PROBLEM TO SOLVE: Please repeat the records exactly, keeping the pictures out.

[[ DATASET ENTRIES, beginning ]]

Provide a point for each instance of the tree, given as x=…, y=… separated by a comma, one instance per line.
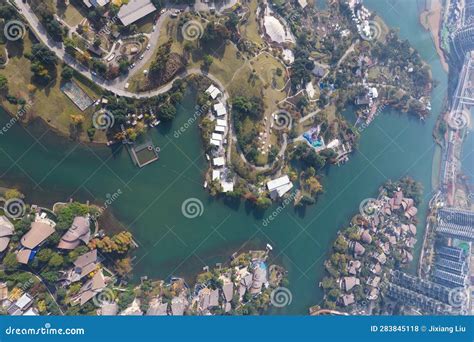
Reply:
x=3, y=83
x=67, y=73
x=13, y=193
x=123, y=266
x=10, y=263
x=167, y=112
x=263, y=203
x=56, y=260
x=207, y=61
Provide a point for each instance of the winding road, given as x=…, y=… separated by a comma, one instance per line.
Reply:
x=116, y=86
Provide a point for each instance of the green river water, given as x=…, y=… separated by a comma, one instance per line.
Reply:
x=48, y=168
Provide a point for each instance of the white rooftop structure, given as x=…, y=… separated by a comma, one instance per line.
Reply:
x=134, y=10
x=219, y=129
x=217, y=136
x=219, y=161
x=334, y=143
x=276, y=183
x=303, y=3
x=31, y=312
x=220, y=110
x=23, y=301
x=216, y=142
x=221, y=122
x=213, y=91
x=227, y=186
x=284, y=189
x=280, y=186
x=216, y=174
x=374, y=92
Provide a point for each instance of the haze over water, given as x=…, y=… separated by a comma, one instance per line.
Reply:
x=52, y=169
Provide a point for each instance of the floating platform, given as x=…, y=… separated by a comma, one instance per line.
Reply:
x=144, y=154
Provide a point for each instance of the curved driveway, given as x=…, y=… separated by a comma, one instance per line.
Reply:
x=116, y=86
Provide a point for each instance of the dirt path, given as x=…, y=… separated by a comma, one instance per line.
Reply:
x=431, y=20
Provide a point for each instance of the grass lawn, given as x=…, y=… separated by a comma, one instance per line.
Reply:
x=145, y=24
x=249, y=29
x=49, y=103
x=72, y=14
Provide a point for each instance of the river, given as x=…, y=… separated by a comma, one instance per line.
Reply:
x=48, y=169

[[ DATASET ENTRIES, end ]]

OUTPUT FOR THIS EXERCISE:
Provide a point for each instance of the tree, given as x=…, y=… separated by a comma, one instance per line.
Reply:
x=3, y=83
x=67, y=73
x=13, y=193
x=123, y=266
x=10, y=263
x=167, y=112
x=263, y=203
x=56, y=260
x=207, y=61
Provide a point for each instance of the winding road, given as x=…, y=… separated by a comma, one instance per line.
Reply:
x=116, y=86
Provide a point for each instance of the green river water, given as x=…, y=… separated by a comma, one instance per line.
Reply:
x=48, y=168
Provide a point for each instance of the white rooftop structure, given as x=…, y=… separated by a comma, one instance per line.
Reply:
x=134, y=10
x=219, y=129
x=217, y=136
x=219, y=161
x=334, y=143
x=276, y=183
x=303, y=3
x=31, y=312
x=220, y=110
x=23, y=301
x=216, y=142
x=221, y=122
x=213, y=91
x=227, y=186
x=284, y=189
x=280, y=186
x=216, y=174
x=374, y=92
Provide a point for each instance of the haze over water, given as x=…, y=… separated by a comma, one instance per line.
Reply:
x=52, y=169
Provide a point for each instance of the floating platform, given as x=…, y=… separated by a comma, one instance per line.
Reply:
x=144, y=154
Provide a point for each instance of the curved driveway, given as x=…, y=… separated by a comma, one instance per line.
Reply:
x=116, y=86
Provide a point for each instance of the dirt path, given as x=…, y=… separated by a comma, one instance per line.
Reply:
x=431, y=20
Provide a point for each instance of the grass lawn, given as x=…, y=… separated by a comma, one instance per line.
Reply:
x=145, y=24
x=249, y=29
x=49, y=103
x=72, y=14
Provide a point for each instance of the river, given as x=…, y=… separated by a comma, one instance per line.
Reply:
x=48, y=169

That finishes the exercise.